## INSTRUCTIONS TO FOLLOW
Copy out each line of the data holding "below".

## RECORDED INFORMATION
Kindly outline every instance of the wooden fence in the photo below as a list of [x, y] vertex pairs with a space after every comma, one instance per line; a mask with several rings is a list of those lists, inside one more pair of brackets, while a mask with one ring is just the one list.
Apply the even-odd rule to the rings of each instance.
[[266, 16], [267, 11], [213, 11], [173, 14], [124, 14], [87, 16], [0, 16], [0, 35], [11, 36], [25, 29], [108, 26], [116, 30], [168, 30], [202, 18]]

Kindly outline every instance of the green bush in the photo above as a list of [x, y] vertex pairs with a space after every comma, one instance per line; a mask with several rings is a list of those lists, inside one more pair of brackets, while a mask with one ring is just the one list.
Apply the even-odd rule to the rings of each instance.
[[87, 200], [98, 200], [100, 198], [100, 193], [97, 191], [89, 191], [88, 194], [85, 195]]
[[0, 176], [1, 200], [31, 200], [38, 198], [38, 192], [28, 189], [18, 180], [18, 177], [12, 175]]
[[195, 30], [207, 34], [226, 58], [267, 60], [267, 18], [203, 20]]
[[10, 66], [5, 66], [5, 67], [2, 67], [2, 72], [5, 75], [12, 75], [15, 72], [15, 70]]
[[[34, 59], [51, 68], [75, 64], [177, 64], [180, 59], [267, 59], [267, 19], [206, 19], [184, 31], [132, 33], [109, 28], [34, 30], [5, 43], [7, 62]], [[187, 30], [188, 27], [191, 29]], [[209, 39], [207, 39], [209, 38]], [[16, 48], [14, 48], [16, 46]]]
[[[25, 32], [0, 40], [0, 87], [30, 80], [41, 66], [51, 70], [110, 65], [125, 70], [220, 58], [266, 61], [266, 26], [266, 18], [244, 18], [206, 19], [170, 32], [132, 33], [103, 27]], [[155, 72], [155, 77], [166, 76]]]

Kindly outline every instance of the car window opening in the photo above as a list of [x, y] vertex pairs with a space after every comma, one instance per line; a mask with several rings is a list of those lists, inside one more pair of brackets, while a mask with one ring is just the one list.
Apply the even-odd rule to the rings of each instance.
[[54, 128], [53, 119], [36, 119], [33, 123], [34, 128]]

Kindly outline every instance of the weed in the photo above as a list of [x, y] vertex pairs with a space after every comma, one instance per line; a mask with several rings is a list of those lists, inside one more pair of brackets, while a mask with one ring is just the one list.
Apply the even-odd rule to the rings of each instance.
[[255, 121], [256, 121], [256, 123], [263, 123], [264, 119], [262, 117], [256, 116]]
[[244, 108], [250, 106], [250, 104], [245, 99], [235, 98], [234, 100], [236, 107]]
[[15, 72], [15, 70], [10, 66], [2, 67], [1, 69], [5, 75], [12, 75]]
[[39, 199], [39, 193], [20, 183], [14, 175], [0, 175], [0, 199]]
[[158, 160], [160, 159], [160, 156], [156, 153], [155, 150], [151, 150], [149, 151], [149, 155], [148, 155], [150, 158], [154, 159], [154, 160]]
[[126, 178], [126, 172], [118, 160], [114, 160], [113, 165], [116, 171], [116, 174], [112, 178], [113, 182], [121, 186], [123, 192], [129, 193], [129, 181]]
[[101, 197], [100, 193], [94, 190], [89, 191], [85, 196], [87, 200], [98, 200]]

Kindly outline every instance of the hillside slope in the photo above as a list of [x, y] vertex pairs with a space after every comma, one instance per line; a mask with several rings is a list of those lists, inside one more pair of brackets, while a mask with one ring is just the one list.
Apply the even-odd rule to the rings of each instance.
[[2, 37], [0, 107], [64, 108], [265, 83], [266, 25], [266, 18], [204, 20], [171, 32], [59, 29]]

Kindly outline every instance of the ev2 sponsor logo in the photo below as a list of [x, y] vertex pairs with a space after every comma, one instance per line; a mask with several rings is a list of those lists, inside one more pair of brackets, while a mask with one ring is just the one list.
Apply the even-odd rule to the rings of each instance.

## SOLUTION TO THE PROBLEM
Kindly outline every instance of the wooden fence in the photo below as a list of [x, y] vertex pairs with a space after every comma, one instance per line; a mask with several rings is a list of those lists, inside one more pair of brackets, while a mask with one ring is just the one list.
Kindly outline every instance of the ev2 sponsor logo in the photo below as a list of [x, y] vertex pairs with a space after every comma, one instance per line; a mask with several rings is a list of those lists, inside one more pair of brackets, while a mask with one ring is just the one list.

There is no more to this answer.